Your instructions: Convert these lines into a Markdown table with the columns Number and Line, numbering each row and omitting blank lines.

-- start of Material for the task --

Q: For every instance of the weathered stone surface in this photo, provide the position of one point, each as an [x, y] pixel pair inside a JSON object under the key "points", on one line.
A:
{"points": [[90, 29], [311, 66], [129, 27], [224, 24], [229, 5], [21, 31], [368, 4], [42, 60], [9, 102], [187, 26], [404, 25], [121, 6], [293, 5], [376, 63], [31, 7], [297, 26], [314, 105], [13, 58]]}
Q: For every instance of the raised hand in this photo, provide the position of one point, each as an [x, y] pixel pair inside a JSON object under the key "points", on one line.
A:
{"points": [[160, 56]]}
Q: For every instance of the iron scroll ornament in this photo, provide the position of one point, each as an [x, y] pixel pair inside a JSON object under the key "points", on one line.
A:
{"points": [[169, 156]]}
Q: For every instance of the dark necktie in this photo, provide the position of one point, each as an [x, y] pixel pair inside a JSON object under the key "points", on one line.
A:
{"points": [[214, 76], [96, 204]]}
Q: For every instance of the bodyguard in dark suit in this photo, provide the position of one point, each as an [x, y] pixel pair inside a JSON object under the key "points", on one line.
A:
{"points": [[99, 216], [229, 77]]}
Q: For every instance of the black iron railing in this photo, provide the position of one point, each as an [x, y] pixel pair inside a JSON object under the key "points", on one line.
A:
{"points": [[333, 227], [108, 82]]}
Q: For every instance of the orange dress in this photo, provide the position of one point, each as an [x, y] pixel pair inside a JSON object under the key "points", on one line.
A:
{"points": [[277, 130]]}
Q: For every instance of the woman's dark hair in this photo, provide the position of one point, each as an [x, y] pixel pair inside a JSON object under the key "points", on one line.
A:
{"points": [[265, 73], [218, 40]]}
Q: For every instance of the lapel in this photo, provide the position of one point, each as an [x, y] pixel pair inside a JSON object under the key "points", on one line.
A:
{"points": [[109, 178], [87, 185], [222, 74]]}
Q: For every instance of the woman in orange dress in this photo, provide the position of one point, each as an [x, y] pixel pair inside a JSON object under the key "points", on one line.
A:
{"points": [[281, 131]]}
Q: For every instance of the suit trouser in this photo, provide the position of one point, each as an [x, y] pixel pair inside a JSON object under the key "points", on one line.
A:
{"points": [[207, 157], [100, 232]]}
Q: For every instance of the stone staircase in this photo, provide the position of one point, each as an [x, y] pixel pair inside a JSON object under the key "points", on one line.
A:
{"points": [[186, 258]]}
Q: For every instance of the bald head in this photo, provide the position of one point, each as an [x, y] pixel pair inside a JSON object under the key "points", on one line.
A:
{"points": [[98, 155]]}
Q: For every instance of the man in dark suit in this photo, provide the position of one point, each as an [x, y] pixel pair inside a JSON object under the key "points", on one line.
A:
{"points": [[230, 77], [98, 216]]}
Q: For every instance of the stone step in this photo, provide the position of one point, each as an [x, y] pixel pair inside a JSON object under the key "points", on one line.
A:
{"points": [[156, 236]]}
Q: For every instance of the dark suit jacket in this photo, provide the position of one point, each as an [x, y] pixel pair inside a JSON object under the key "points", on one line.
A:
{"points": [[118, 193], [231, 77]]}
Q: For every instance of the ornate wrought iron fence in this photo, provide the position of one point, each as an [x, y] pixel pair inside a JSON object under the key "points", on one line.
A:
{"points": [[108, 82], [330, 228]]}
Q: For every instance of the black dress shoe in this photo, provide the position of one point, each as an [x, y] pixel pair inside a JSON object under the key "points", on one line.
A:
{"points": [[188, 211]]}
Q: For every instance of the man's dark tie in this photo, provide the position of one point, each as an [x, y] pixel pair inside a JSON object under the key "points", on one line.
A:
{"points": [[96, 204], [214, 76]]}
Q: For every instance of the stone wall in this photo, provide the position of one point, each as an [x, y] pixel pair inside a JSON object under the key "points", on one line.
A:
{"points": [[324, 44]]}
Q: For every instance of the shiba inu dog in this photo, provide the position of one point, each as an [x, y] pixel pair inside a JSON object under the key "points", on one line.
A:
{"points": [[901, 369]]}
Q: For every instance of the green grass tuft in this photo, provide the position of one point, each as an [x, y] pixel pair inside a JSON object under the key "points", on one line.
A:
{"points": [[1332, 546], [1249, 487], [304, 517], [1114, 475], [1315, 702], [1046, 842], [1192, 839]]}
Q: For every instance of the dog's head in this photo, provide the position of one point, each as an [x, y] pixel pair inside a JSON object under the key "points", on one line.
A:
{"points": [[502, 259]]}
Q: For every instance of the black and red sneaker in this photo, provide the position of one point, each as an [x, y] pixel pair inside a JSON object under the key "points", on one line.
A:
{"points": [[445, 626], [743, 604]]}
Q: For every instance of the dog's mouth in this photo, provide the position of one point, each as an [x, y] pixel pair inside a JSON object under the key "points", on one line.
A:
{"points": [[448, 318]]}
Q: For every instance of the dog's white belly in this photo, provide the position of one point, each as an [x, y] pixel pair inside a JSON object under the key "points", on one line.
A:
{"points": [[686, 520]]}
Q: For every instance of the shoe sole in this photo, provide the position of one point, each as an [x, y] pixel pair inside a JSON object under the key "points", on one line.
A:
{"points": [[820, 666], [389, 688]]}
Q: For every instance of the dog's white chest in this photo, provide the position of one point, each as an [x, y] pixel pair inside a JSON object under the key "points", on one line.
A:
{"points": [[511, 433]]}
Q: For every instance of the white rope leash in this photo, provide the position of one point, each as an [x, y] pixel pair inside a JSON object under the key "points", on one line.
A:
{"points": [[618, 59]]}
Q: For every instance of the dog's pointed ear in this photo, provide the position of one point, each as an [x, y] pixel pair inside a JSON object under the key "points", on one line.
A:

-- end of Material for the task --

Solution for this task:
| Number | Line |
|---|---|
| 1 | Q: For every instance of the weathered stone surface in this photo, provide the position of one point, each as an [x, y] pixel pair inside a JSON object under the key "points", on one line. |
| 2 | A: |
| 3 | {"points": [[90, 29], [311, 66], [129, 27], [224, 24], [229, 5], [21, 31], [368, 4], [42, 60], [9, 102], [187, 26], [404, 25], [121, 6], [293, 5], [376, 63], [31, 7], [297, 26], [314, 105], [13, 58]]} |
| 4 | Q: For every instance of the raised hand in this photo, provide the position of one point, each as an [x, y] pixel pair inside a JSON object under the key "points", on one line. |
| 5 | A: |
| 6 | {"points": [[160, 56]]} |
| 7 | Q: For every instance of the iron scroll ornament in this photo, provide the position of one point, each as an [x, y] pixel pair inside a JSON object under the key "points", on one line. |
| 8 | A: |
| 9 | {"points": [[169, 156]]} |
| 10 | Q: For every instance of the dark necktie in this photo, provide the position of one point, each as an [x, y] pixel pair inside a JSON object under the key "points", on one line. |
| 11 | A: |
| 12 | {"points": [[214, 76], [96, 204]]} |
| 13 | Q: For every instance of the bodyguard in dark suit in this photo, provide the position of one point, each as an [x, y] pixel pair inside a JSON object under the key "points", on one line. |
| 14 | A: |
| 15 | {"points": [[99, 216], [229, 77]]} |
| 16 | Q: For every instance of the black iron railing in this photo, provide the position of one point, each as an [x, y] pixel pair inside a JSON object under the key "points", on one line. |
| 17 | A: |
| 18 | {"points": [[333, 227], [108, 82]]} |
| 19 | Q: For every instance of the orange dress in this photo, provide the position of one point, each as an [x, y] pixel pair inside a JSON object under the key "points", on one line. |
| 20 | A: |
| 21 | {"points": [[277, 130]]} |
| 22 | Q: For every instance of the woman's dark hair in this photo, provide the position of one point, each as an [x, y] pixel pair inside a JSON object under the key "points", on one line. |
| 23 | A: |
| 24 | {"points": [[265, 73], [218, 40]]} |
| 25 | Q: For every instance of the lapel in this photo, provide the position of one point, each as an [x, y] pixel pair inside a JSON object under the key "points", on one line. |
| 26 | A: |
| 27 | {"points": [[109, 178], [87, 185], [222, 74]]} |
| 28 | Q: For every instance of the woman in orange dress in this photo, provide the position of one point, each as an [x, y] pixel pair inside a JSON object under the key "points", on one line. |
| 29 | A: |
| 30 | {"points": [[281, 131]]} |
| 31 | Q: For every instance of the suit trouser in this photo, provide the position of one point, each as an [x, y] pixel pair inside a JSON object under the key "points", on one line. |
| 32 | A: |
| 33 | {"points": [[207, 157], [100, 232]]} |
| 34 | Q: For every instance of the stone staircase in this photo, provide the position of one point, each as an [x, y] pixel pair inside a JSON object under the key "points", on one line. |
| 35 | A: |
| 36 | {"points": [[186, 258]]} |
| 37 | Q: For every instance of the bald head in this photo, provide the position of one point, each as an [x, y] pixel pair inside a JSON object under the key "points", on one line. |
| 38 | A: |
| 39 | {"points": [[98, 155]]} |
| 40 | Q: For every instance of the man in dark suit in this photo, provide the position of one point, each as an [x, y] pixel pair inside a JSON object under the key "points", on one line. |
| 41 | A: |
| 42 | {"points": [[230, 77], [98, 216]]} |
| 43 | Q: For every instance of the stone step in this photo, provide the position of one point, each as an [x, y] pixel pair inside a JSON object under the key "points", on one line. |
| 44 | A: |
| 45 | {"points": [[156, 236]]} |
| 46 | Q: For every instance of the dark suit jacket in this photo, provide the position of one point, each as an [x, y] pixel pair inside a JSON object under the key "points", on one line. |
| 47 | A: |
| 48 | {"points": [[118, 193], [231, 77]]} |
| 49 | Q: For every instance of the ornate wrought iron fence in this photo, provide the position of one point, each as an [x, y] pixel pair inside a JSON object under the key "points", on one line. |
| 50 | A: |
| 51 | {"points": [[108, 82], [330, 228]]} |
| 52 | Q: For every instance of the black dress shoe in this photo, provide the position of one point, each as an [x, y] pixel pair inside a JSON object under the key "points", on one line. |
| 53 | A: |
| 54 | {"points": [[188, 211]]} |
| 55 | Q: For every instance of the man's dark tie in this photo, provide the position of one point, each as an [x, y] pixel pair inside a JSON object under the key "points", on one line. |
| 56 | A: |
| 57 | {"points": [[96, 204], [214, 76]]} |
| 58 | Q: For every instance of the stone wall in this photo, provide the position of one point, each as an [x, y] pixel pair inside a JSON object under the key "points", on one line. |
| 59 | A: |
| 60 | {"points": [[324, 44]]} |
| 61 | Q: For every instance of the shiba inu dog in this photo, provide the position of one point, each as an [x, y] pixel pair inside a JSON object under the key "points", on one line. |
| 62 | A: |
| 63 | {"points": [[901, 369]]} |
| 64 | Q: For every instance of the green grass tuft in this photo, provide the position of one point, each as an [x, y] pixel pair inside a JSON object under the key "points", on one line. |
| 65 | A: |
| 66 | {"points": [[1332, 546], [1249, 487], [304, 517], [1114, 475], [1315, 702], [1046, 842], [1192, 839]]} |
| 67 | Q: For every instance of the dog's head in this photo, provide the position of one point, each as an [x, y] pixel pair inside a JSON object under the key "points", on one line. |
| 68 | A: |
| 69 | {"points": [[502, 259]]} |
| 70 | Q: For every instance of the black and red sneaker in this photo, provide the position of one point, each as an [x, y] pixel pair inside a JSON object under the key "points", on one line. |
| 71 | A: |
| 72 | {"points": [[445, 626], [743, 604]]} |
| 73 | Q: For every instance of the dog's mouth in this photo, provide the position of one point, each as an [x, y] pixel pair inside a JSON object under the key "points", on one line. |
| 74 | A: |
| 75 | {"points": [[448, 318]]} |
| 76 | Q: For every instance of the dog's white belly in this photo, provide the position of one point, each as an [x, y] pixel pair inside a JSON object under the key "points", on one line. |
| 77 | A: |
| 78 | {"points": [[686, 520]]} |
| 79 | Q: For every instance of the shoe sole in this photo, provide the position of one point, each as an [x, y] pixel pair inside a JSON object under the key "points", on one line. |
| 80 | A: |
| 81 | {"points": [[820, 666], [389, 688]]} |
| 82 | Q: For every instance of the dog's white chest in this photo, provide the position of one point, each as an [x, y] pixel pair inside a JSON object under the key "points", on one line. |
| 83 | A: |
| 84 | {"points": [[511, 433]]} |
| 85 | Q: For every instance of the white rope leash in this photo, provide the position of one point, each as an [x, y] pixel pair inside a JSON object under the key "points", on one line. |
| 86 | A: |
| 87 | {"points": [[618, 59]]} |
| 88 | Q: For every instance of the dog's pointed ear in this photo, provide the position of one point, each as an [x, y] pixel pair inside a JSON object under the key "points", on one line. |
| 89 | A: |